■ **STATED GOAL**:
Extract every line from the items below that contains the word "building", matching case exactly.
-- START OF MATERIAL FOR THE TASK --
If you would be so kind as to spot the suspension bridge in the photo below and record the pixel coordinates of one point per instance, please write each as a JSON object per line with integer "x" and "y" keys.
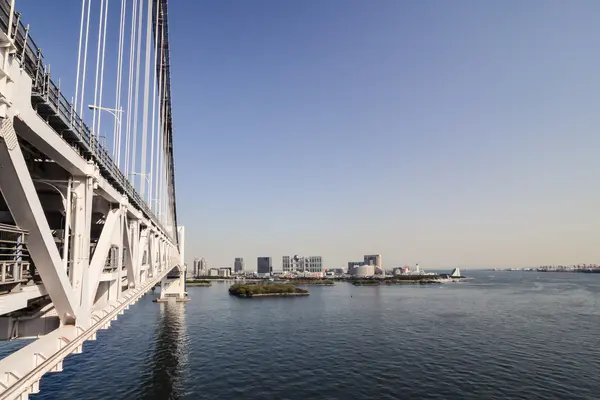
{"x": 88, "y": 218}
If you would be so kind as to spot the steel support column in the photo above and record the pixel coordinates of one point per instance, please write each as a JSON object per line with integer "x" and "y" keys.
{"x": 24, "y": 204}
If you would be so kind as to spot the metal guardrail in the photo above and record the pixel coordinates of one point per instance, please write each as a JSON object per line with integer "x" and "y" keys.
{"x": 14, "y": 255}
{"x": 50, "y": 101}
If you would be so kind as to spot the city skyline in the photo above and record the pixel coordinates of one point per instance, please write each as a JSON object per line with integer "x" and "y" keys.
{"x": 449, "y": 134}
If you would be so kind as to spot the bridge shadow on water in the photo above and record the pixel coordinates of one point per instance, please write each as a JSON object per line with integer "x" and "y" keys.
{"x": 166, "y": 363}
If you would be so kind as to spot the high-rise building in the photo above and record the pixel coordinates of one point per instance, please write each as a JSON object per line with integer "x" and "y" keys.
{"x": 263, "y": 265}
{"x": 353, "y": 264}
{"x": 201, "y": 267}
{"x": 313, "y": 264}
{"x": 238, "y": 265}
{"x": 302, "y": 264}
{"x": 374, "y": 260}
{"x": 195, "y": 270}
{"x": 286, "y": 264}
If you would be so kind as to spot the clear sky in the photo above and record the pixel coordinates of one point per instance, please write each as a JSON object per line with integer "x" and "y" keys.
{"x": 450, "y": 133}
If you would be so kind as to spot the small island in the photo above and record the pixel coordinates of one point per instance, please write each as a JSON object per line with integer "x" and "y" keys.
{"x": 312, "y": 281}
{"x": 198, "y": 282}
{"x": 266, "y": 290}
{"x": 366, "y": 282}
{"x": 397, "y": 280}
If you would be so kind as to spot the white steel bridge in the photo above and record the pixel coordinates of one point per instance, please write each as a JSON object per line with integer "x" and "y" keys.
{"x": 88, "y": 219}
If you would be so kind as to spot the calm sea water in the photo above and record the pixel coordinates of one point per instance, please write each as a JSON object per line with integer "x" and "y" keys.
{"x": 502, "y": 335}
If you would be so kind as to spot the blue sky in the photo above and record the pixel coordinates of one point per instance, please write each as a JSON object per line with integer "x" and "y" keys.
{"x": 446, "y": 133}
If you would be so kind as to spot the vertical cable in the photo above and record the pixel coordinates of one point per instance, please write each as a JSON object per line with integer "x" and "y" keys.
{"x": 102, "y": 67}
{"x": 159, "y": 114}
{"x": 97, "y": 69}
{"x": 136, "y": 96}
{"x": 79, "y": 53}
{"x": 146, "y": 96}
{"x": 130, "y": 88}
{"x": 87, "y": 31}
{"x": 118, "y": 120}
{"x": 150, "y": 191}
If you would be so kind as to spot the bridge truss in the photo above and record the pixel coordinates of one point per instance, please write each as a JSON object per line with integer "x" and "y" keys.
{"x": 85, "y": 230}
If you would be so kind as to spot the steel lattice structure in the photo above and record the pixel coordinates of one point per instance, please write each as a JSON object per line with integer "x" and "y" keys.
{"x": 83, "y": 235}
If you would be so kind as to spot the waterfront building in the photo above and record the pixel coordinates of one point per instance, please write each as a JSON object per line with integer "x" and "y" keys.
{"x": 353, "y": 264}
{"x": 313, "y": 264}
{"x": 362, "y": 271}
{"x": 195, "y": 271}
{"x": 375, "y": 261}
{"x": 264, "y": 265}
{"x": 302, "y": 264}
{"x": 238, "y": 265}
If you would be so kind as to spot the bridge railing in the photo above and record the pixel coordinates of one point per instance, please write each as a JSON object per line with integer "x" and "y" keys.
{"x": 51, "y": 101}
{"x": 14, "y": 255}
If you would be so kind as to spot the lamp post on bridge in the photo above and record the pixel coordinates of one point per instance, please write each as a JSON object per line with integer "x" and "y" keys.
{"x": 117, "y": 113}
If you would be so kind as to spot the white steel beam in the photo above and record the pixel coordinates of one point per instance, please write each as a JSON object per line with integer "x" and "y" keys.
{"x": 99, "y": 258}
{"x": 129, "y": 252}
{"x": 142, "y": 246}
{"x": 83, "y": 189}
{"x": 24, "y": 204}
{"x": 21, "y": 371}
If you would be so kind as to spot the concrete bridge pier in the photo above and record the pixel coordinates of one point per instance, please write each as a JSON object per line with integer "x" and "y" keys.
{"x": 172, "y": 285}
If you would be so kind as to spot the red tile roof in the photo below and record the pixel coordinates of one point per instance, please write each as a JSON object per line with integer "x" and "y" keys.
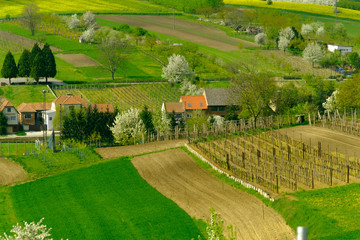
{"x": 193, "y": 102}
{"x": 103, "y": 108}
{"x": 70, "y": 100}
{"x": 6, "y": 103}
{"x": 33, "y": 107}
-- END OF MATERIAL FOR THE TASK --
-- START OF MATERIAL FOR THE TASK --
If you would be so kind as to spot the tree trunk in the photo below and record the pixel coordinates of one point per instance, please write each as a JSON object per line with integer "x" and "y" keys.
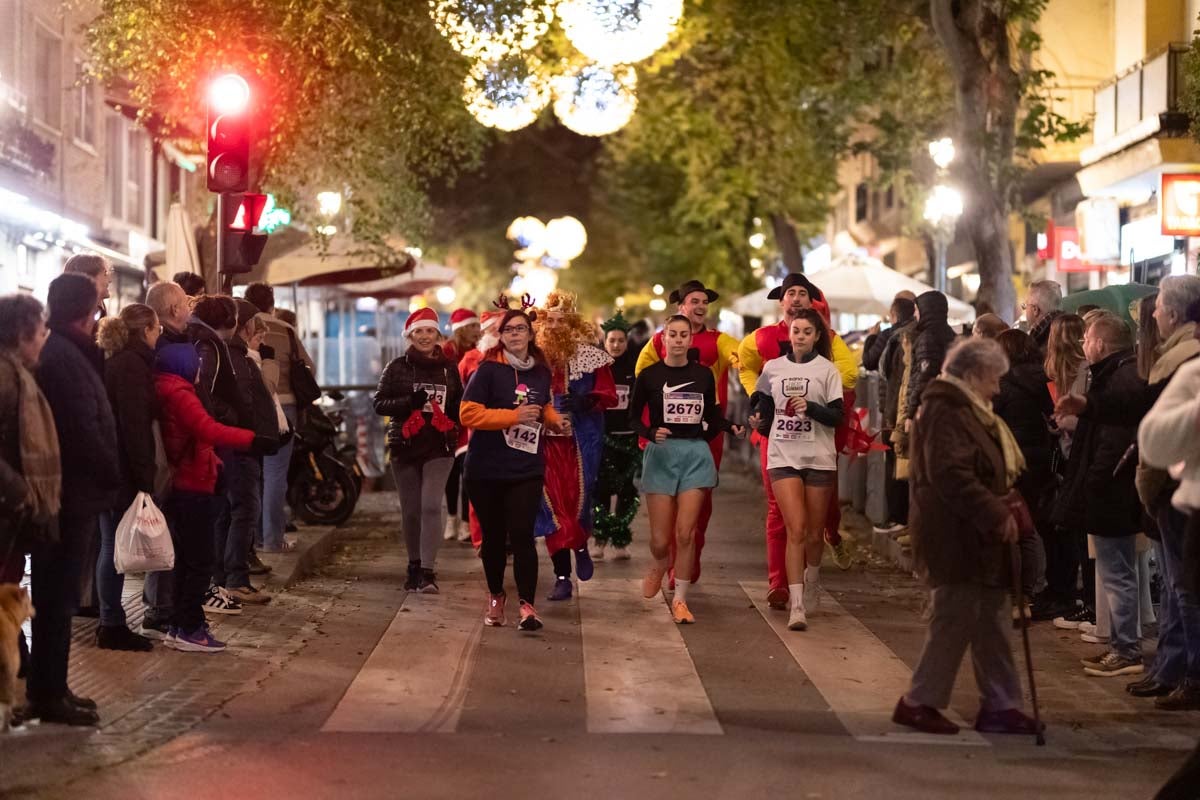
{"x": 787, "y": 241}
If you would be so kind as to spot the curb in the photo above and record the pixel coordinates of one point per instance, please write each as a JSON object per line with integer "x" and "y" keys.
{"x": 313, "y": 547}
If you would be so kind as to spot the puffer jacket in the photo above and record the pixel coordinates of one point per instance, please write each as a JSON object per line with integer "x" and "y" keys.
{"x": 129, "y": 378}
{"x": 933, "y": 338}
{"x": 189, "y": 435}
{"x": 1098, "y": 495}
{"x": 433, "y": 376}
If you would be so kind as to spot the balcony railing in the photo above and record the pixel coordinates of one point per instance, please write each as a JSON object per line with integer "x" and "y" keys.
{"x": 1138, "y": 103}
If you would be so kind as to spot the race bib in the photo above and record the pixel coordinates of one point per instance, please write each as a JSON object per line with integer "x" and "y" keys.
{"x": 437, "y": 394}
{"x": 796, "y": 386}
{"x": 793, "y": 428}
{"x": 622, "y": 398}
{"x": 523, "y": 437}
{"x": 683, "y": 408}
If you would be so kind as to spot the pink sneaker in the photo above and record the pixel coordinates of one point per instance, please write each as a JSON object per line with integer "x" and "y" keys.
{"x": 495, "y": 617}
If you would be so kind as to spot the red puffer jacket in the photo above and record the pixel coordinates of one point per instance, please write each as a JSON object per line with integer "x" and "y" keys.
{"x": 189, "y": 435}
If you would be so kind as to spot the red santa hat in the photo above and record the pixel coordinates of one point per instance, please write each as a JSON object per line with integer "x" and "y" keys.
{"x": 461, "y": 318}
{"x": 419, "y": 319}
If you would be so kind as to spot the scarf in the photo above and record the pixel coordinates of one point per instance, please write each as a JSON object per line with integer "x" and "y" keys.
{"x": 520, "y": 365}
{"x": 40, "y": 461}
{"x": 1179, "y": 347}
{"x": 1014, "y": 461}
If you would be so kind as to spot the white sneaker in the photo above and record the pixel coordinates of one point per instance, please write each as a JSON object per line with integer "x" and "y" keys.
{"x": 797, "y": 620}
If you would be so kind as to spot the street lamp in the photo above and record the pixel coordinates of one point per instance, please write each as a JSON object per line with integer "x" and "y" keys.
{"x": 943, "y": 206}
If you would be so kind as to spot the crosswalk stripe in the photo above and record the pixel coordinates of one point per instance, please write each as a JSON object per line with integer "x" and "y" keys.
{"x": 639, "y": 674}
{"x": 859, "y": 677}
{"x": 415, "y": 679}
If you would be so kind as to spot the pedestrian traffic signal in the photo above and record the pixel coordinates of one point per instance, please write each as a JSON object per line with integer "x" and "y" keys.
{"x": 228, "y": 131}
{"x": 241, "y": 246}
-- END OF MATERIAL FOR THE TASK --
■ **CORRECT RESPONSE**:
If you would be so kind as to spot the high-rise building in the photo above and record the pixel coordinates of one point per instance, please write each as a JSON object per line with integer "x" and "y" keys.
If you would be so kind as to spot the waterfront building in the photo above and record the pixel coordinates of one point per instance, please write each as a JSON object per line with integer "x" and "y" keys.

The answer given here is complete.